▸ **AUFGABENSTELLUNG**:
Gib bitte den Abschnitt des Textauszugs über Tischendorfs Orientmission von "Der Theologe Constantin" bis einschließlich "Interesse sein werden." erneut wieder und ändere dabei "Manuskripte" in "Handschriften".

▸ **TEXTAUSZUG**:
..........
Der Theologe Constantin Tischendorf bittet Leo Thun nachdrücklich seinen Antrag an die österreichische Regierung zur Förderung einer wissenschaftlichen Mission in den Orient zu unterstützen. Tischendorf hatte bereits vor Monaten einen solchen Antrag an Felix Schwarzenberg gerichtet, bisher aber noch keine Rückmeldung erhalten. Die Mission soll dem Zweck dienen, Bibliotheken zu besuchen und über die dort vorhandenen Manuskripte in einem Katalog zu erfassen. Zudem will er wertvolle Manuskripte, die für die Bibelforschung von großem Interesse sind erwerben. Gleichzeitig möchte Tischendorf auch die österreichischen Bibliotheken – vor allem jene in Venedig, Mailand, Verona und Böhmen – besuchen und dort Forschungen betreiben, die auch für die Wiener Akademie der Wissenschaften von Interesse sein werden.
..........
[Datensätze aus einer Sammlung]
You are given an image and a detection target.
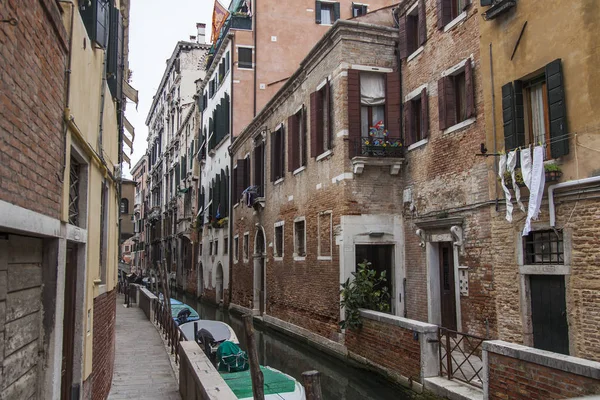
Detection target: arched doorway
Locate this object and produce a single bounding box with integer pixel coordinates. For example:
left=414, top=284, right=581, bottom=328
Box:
left=215, top=263, right=223, bottom=304
left=253, top=226, right=267, bottom=315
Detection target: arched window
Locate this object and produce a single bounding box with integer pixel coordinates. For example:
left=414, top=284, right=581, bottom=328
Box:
left=121, top=199, right=129, bottom=214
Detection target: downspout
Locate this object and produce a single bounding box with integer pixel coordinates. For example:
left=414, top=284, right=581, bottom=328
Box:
left=548, top=176, right=600, bottom=229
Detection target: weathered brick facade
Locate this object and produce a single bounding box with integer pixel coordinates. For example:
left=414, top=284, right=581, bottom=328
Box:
left=0, top=0, right=67, bottom=218
left=91, top=289, right=117, bottom=400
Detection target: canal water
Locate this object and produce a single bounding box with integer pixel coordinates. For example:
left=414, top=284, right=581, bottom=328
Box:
left=175, top=294, right=432, bottom=400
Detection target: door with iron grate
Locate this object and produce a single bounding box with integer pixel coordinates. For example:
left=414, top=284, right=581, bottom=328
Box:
left=529, top=275, right=569, bottom=355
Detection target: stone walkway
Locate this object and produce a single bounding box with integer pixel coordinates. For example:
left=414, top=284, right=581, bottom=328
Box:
left=108, top=296, right=181, bottom=400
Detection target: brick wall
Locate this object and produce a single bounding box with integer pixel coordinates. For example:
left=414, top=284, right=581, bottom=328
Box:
left=0, top=0, right=66, bottom=218
left=92, top=290, right=117, bottom=400
left=345, top=318, right=421, bottom=382
left=488, top=353, right=600, bottom=400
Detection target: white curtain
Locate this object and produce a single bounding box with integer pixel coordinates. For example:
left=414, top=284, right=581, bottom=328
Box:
left=360, top=72, right=385, bottom=106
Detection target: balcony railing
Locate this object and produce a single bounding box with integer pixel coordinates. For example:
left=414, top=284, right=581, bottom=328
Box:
left=351, top=137, right=404, bottom=158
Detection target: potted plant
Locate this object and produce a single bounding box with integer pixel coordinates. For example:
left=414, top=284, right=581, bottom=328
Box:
left=544, top=163, right=562, bottom=182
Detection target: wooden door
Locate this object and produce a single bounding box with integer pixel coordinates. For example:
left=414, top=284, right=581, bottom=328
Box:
left=529, top=275, right=569, bottom=355
left=439, top=242, right=456, bottom=331
left=60, top=246, right=77, bottom=400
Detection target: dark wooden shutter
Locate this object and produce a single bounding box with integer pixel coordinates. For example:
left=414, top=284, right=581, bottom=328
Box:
left=513, top=81, right=525, bottom=147
left=398, top=15, right=408, bottom=60
left=404, top=100, right=415, bottom=146
left=348, top=69, right=361, bottom=158
left=420, top=88, right=429, bottom=139
left=333, top=3, right=340, bottom=22
left=315, top=0, right=321, bottom=24
left=417, top=0, right=427, bottom=46
left=546, top=59, right=569, bottom=158
left=385, top=72, right=401, bottom=139
left=437, top=0, right=452, bottom=29
left=502, top=83, right=517, bottom=152
left=465, top=58, right=475, bottom=118
left=438, top=77, right=448, bottom=130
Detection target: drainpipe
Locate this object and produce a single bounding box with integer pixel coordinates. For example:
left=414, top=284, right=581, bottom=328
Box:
left=548, top=176, right=600, bottom=228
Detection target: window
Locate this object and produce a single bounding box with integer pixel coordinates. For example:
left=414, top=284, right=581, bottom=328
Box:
left=288, top=106, right=306, bottom=172
left=121, top=199, right=129, bottom=214
left=273, top=221, right=284, bottom=258
left=437, top=0, right=471, bottom=29
left=523, top=230, right=565, bottom=265
left=438, top=59, right=475, bottom=130
left=294, top=218, right=306, bottom=257
left=233, top=236, right=240, bottom=262
left=352, top=3, right=367, bottom=17
left=243, top=232, right=250, bottom=261
left=315, top=1, right=340, bottom=25
left=310, top=81, right=331, bottom=157
left=502, top=59, right=569, bottom=159
left=404, top=88, right=429, bottom=146
left=271, top=124, right=285, bottom=182
left=238, top=47, right=253, bottom=69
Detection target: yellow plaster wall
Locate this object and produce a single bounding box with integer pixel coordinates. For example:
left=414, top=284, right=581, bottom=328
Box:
left=480, top=0, right=600, bottom=181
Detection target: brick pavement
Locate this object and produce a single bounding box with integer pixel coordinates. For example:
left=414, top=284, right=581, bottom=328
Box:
left=108, top=296, right=181, bottom=400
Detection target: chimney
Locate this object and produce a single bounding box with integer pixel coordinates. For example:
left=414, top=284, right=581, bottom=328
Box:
left=196, top=23, right=206, bottom=44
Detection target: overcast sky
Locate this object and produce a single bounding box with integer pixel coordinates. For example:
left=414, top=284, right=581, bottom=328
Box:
left=123, top=0, right=214, bottom=176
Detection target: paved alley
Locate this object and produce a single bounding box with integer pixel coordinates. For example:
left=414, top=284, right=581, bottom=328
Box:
left=108, top=296, right=181, bottom=400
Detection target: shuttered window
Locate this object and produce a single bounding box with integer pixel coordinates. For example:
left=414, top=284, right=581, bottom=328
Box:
left=502, top=59, right=569, bottom=159
left=438, top=59, right=475, bottom=130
..........
▸ **LÖSUNG**:
Der Theologe Constantin Tischendorf bittet Leo Thun nachdrücklich seinen Antrag an die österreichische Regierung zur Förderung einer wissenschaftlichen Mission in den Orient zu unterstützen. Tischendorf hatte bereits vor Monaten einen solchen Antrag an Felix Schwarzenberg gerichtet, bisher aber noch keine Rückmeldung erhalten. Die Mission soll dem Zweck dienen, Bibliotheken zu besuchen und über die dort vorhandenen Handschriften in einem Katalog zu erfassen. Zudem will er wertvolle Handschriften, die für die Bibelforschung von großem Interesse sind erwerben. Gleichzeitig möchte Tischendorf auch die österreichischen Bibliotheken – vor allem jene in Venedig, Mailand, Verona und Böhmen – besuchen und dort Forschungen betreiben, die auch für die Wiener Akademie der Wissenschaften von Interesse sein werden.